**MATERIALS PROVIDED**
— Start —

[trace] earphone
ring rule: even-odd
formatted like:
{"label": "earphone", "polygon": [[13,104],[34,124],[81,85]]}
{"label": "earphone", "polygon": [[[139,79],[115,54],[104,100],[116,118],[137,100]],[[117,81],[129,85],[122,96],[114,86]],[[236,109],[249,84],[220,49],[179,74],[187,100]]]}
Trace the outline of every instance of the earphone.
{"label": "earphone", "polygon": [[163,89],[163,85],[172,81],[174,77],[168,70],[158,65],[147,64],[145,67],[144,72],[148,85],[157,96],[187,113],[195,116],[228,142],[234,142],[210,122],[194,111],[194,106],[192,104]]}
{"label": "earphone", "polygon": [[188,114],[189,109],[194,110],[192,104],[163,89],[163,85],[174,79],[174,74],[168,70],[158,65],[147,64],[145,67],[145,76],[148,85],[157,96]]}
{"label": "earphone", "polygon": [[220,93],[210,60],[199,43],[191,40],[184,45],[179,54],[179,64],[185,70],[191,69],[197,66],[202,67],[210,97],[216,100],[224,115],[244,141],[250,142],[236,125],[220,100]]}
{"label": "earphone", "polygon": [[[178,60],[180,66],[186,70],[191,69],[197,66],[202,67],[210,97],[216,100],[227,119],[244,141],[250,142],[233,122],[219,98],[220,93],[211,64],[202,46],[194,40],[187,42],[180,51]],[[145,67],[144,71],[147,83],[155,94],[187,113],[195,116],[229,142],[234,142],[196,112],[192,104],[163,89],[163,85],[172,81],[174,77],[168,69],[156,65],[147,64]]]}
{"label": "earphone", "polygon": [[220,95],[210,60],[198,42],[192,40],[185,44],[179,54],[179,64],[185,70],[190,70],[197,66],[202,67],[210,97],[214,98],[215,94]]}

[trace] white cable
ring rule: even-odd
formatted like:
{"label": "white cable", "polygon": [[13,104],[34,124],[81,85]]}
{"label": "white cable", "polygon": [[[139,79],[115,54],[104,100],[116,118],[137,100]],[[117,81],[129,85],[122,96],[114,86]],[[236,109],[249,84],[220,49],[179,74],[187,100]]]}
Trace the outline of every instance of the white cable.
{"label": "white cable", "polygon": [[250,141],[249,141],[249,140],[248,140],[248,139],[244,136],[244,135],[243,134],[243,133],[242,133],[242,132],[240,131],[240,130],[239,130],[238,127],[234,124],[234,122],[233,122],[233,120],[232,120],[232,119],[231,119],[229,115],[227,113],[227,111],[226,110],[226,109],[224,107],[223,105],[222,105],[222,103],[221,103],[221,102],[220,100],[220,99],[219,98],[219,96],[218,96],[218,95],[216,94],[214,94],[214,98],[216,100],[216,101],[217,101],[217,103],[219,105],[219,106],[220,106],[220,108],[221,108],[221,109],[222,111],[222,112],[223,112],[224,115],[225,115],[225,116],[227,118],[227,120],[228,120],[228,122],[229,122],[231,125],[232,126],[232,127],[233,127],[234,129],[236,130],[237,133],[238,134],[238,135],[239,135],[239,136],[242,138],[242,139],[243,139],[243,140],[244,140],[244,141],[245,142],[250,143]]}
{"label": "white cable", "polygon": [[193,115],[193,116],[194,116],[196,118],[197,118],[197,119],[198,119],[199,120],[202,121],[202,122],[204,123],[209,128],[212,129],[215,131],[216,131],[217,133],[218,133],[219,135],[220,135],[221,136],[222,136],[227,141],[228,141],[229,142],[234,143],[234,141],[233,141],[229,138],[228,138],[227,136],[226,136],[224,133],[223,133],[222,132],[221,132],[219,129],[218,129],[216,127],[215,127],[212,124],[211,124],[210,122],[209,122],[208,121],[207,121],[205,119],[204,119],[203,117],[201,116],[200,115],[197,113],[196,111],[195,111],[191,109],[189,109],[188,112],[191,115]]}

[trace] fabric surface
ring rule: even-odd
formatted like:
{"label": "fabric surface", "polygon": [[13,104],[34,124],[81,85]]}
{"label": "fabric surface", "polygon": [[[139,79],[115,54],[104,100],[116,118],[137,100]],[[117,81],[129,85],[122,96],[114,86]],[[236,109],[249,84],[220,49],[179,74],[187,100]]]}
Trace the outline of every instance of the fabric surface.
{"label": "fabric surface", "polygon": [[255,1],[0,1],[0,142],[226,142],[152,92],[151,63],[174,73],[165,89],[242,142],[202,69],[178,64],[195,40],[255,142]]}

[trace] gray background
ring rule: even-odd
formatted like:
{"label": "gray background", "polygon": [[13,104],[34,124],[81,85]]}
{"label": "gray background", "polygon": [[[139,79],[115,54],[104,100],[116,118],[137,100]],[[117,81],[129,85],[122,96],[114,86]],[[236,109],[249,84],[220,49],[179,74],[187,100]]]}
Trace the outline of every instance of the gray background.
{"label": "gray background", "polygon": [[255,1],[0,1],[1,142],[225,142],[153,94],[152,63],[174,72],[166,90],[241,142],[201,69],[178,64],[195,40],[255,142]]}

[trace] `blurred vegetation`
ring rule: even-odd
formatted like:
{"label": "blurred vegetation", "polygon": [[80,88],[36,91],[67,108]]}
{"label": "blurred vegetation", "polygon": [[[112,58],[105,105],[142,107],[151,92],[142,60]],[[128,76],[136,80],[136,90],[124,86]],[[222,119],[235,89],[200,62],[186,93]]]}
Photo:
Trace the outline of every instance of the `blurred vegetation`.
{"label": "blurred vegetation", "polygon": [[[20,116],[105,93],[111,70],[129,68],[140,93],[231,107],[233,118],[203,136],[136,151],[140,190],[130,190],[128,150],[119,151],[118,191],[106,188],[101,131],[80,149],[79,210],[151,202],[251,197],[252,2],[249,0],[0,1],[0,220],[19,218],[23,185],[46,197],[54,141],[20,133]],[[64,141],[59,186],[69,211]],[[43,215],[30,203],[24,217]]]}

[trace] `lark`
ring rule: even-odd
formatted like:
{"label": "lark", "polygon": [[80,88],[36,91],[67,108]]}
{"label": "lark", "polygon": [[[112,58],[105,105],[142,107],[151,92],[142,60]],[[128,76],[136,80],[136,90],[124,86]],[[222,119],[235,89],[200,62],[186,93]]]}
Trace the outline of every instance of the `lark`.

— End —

Show every line in the entries above that contains the word "outline". The match is case-sensitive.

Trace the outline of every instance of the earphone.
Trace the outline of every instance of the white cable.
Trace the outline of every instance of the fabric surface.
Trace the outline of every instance of the gray background.
Trace the outline of every instance of the `blurred vegetation`.
Trace the outline of every instance of the `lark`.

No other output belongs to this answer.